EXERCISE DESCRIPTION: Which lines in the rows below contain the word "negative"? Copy each one in full.

MATERIAL PROVIDED:
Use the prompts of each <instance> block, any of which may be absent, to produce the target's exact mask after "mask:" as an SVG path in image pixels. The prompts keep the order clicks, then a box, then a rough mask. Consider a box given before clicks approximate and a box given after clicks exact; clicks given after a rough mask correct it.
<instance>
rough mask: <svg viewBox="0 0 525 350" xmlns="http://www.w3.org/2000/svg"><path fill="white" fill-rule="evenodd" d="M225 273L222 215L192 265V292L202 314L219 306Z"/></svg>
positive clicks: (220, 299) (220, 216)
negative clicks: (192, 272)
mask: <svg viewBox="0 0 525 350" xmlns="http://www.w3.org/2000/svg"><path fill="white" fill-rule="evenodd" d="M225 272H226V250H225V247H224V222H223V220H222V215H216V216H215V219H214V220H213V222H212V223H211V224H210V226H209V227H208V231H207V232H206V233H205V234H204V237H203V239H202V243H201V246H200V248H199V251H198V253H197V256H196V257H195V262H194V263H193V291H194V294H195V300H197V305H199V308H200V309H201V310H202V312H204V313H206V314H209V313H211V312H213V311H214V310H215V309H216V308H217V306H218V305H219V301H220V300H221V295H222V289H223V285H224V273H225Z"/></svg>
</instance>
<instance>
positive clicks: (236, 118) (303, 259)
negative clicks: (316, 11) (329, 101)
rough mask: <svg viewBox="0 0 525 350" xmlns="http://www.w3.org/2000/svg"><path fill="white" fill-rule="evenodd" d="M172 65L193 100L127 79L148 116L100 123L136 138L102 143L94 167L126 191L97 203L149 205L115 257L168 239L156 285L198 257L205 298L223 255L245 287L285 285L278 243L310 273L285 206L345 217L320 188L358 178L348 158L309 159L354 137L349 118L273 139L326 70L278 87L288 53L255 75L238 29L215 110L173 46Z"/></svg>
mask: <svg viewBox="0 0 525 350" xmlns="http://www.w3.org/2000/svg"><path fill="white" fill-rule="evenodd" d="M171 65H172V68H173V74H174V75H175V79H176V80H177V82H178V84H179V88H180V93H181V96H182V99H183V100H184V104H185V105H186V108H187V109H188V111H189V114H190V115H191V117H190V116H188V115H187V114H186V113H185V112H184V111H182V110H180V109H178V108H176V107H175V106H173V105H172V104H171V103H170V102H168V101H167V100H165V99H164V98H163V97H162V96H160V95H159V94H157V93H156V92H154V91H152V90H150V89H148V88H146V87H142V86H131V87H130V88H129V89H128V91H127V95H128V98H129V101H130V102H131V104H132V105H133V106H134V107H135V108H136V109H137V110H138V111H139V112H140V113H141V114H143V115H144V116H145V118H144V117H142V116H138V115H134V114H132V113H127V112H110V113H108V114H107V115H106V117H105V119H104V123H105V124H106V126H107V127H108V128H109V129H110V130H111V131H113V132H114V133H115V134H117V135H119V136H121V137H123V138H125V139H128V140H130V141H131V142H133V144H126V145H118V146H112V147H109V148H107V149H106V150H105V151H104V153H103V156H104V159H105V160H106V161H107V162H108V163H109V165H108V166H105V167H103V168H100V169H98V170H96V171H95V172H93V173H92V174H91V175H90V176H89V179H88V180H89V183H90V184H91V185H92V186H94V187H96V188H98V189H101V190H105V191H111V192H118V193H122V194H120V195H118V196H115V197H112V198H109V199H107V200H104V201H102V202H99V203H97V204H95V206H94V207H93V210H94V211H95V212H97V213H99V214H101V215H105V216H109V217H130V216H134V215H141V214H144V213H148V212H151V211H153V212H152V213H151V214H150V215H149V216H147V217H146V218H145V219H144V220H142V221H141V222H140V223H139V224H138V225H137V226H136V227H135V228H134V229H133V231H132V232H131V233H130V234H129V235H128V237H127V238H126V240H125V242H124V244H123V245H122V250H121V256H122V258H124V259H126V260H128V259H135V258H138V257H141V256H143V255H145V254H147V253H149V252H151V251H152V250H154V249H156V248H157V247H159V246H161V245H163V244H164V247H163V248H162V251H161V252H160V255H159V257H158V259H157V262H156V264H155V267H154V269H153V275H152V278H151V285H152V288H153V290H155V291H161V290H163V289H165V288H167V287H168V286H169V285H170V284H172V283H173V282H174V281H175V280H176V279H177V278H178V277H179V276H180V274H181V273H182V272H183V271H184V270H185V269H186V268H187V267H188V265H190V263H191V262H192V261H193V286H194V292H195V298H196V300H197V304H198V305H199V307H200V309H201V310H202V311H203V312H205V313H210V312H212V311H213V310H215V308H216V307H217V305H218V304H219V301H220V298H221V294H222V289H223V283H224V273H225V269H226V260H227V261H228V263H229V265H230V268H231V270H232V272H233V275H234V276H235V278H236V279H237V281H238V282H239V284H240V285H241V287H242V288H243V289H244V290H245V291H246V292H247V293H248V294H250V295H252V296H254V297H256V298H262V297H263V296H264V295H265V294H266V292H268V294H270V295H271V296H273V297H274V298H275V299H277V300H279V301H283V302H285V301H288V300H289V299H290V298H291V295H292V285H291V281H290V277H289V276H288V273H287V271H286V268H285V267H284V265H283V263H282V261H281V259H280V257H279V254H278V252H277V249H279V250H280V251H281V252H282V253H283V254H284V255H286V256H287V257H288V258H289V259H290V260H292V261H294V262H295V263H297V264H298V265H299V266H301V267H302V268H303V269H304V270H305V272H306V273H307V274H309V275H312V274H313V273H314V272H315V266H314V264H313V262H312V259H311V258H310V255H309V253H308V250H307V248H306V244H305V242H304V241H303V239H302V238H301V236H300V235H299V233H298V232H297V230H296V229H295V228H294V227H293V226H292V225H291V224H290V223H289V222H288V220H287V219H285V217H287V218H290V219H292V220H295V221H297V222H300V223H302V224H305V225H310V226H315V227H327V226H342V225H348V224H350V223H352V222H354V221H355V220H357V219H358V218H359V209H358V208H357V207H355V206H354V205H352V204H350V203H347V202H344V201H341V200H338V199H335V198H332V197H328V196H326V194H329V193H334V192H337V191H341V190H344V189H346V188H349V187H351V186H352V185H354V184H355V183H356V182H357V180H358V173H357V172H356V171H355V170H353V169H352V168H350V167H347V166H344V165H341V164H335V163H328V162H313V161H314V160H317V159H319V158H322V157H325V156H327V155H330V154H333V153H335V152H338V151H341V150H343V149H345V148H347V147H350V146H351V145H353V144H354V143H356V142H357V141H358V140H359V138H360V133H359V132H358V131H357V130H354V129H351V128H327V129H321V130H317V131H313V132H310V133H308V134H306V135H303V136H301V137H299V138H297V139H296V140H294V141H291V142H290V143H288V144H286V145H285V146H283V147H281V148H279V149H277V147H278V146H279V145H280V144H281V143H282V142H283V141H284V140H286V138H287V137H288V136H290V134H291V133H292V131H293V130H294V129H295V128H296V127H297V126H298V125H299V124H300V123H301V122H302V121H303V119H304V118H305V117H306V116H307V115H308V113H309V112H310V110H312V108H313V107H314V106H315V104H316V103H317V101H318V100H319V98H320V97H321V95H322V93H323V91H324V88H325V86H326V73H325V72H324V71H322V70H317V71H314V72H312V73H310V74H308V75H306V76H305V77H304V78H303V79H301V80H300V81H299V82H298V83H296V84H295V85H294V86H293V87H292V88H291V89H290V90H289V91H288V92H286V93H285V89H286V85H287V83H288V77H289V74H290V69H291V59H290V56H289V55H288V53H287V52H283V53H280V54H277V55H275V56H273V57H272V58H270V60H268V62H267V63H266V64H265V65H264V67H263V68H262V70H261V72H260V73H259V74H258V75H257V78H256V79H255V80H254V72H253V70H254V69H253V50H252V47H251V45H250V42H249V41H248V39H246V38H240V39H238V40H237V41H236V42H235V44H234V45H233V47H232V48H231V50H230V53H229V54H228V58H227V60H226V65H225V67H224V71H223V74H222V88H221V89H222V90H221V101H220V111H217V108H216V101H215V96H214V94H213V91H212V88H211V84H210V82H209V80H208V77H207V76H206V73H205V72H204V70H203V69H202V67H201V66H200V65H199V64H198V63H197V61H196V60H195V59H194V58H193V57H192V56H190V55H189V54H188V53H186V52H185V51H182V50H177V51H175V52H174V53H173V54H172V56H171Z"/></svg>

SOLVED PROBLEM:
negative clicks: (192, 272)
negative clicks: (316, 11) (329, 101)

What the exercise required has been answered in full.